«Certains d'entre vous ce sont demandés pourquoi ? Pourquoi nous avons mis un tel acharnement, une telle union pour arriver avec cette véhémence à vous convaincre à nous suivre. Et vous nous avez suivis parce qu'il y a un mot que nous ne voulons plus : C.A.N.C.E.R. Six lettres. Un mot épouvantable que nous voulons remplacer par un autre mot : E.S.P.O.I.R, six lettres. Il faut que l'espoir remplace ce mot et qu'il soit rayé de la langue française. Non seulement de la langue française mais de tous les pays…" C'est avec cette déclaration solennelle que Pierre Sabbagh, le célèbre animateur de télé, s'apprête en 1968 à dresser le bilan des quatre journées exceptionnelles de générosité que viennent de vivre les Français.
«L'Opération espoir", lancée par la Ligue contre le cancer est exceptionnelle à plus d'un titre. Avec quatre jours de programmes ininterrompus, l'objectif était de collecter suffisamment de fonds sur tout le territoire français pour financer l'embauche de 700 chercheurs en cancérologie. Pour cela, il fallait vendre le plus de messages d'espoir possible. Des messages symboliques, échangés contre une modique somme d'argent. La mobilisation se déroula du 15 au 18 décembre.
L'originalité de cette quête à échelle nationale a été sa couverture médiatique, à la fois télé et radio. Les antennes du secteur public ou privé ont été associées à cette opération caritative en fournissant des moyens humains et techniques, et du temps d'antenne pour la diffusion de ce challenge.
Des célébrités artistiques et sportives, transformées en VRP, ont été envoyées à travers le pays pour vendre les messages de l'espoir. Par bus, mais plus original, par avion ! C'est l'escadrille RTL qui a été chargée de les acheminer dans les principales grandes villes.
Quatre jours durant, des duplexes se sont enchaînés sans relâche. Les stars appelant les Français à plus de générosité se succèdaient à l'antenne. Certains intervenaient de loin, à l'image de Sammy Davis Jr. qui s'exprimait depuis Las Vegas. Il rappelait que le cancer atteint toutes les personnes sans discrimination et que tous devaient contribuer à faire avancer la recherche contre ce fléau.
En plateau à Paris, chaque chercheur financé était symbolisé par des ampoules qui s'allumaient sur un grand panneau.
Comme pour le Téléthon aujourd'hui, les programmes étaient ponctués de prestations d'artistes célèbres venus apporter leur soutien en musique, en chanson ou en déclaration à la ligue. Jacques Brel qui jouait alors au théâtre adressait ainsi quelques mots aux téléspectateurs.
Après quatre jours de mobilisation, le pari était gagné et toutes les ampoules du panneau étaient illuminées.
L'opération dépassera même toutes les espérances puisque les fonds promis sont suffisants pour financer 750 chercheurs ! Le professeur Lacassagne, responsable de la ligue, un peu débordé par ce succès inespéré, annonçait qu'il sera difficile de trouver un tel nombre de chercheurs en France mais que tous les dons seraient bien utilisés pour financer la recherche et la prévention du cancer.

* QUESTIONS À TRAITER *
(a) Pour chacune de ces affirmations, dites par oui ou par non si elle concorde avec le texte sur l'Opération espoir, et citez les mots du texte qui le prouvent : (i) la mobilisation s'est tenue du 15 au 18 décembre ; (ii) l'objectif de départ était de financer l'embauche de 750 chercheurs ; (iii) Sammy Davis Jr. intervenait depuis Las Vegas.
(b) Réécrivez le passage du texte sur l'Opération espoir qui va de « Quatre jours durant, des » à « contre ce fléau. », en remplaçant « Las Vegas » par « New York ».
Les enregistrements forment un matériau distinct du texte sur l'Opération espoir.

Données de pointage de zones
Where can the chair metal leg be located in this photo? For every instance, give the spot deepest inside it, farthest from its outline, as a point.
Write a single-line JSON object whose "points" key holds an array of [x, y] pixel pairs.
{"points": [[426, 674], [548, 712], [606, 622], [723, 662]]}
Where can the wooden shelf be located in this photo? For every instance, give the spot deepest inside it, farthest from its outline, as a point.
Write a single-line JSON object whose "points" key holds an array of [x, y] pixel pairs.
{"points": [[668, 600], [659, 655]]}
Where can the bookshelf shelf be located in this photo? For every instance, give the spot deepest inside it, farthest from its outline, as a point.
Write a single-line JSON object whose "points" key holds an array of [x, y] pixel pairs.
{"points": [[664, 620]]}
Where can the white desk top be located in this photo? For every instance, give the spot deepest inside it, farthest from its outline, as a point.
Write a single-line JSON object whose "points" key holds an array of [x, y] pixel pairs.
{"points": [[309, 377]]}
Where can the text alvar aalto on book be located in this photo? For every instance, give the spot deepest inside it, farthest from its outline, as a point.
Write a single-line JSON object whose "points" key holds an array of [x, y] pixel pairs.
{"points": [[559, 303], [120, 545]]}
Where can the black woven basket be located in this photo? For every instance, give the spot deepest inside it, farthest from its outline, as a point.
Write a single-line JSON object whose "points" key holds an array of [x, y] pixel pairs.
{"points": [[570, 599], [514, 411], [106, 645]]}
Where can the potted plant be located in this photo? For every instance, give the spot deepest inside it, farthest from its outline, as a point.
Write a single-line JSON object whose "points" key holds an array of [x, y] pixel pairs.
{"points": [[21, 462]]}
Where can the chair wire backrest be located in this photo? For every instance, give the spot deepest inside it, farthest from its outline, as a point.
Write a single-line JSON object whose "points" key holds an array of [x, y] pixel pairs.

* CORRIGÉ DE L'EXERCICE *
(a)
(i) Oui : « La mobilisation se déroula du 15 au 18 décembre. »
(ii) Non : « l'objectif était de collecter suffisamment de fonds sur tout le territoire français pour financer l'embauche de 700 chercheurs en cancérologie ».
(iii) Oui : « Sammy Davis Jr. qui s'exprimait depuis Las Vegas ».

(b)
Quatre jours durant, des duplexes se sont enchaînés sans relâche. Les stars appelant les Français à plus de générosité se succèdaient à l'antenne. Certains intervenaient de loin, à l'image de Sammy Davis Jr. qui s'exprimait depuis New York. Il rappelait que le cancer atteint toutes les personnes sans discrimination et que tous devaient contribuer à faire avancer la recherche contre ce fléau.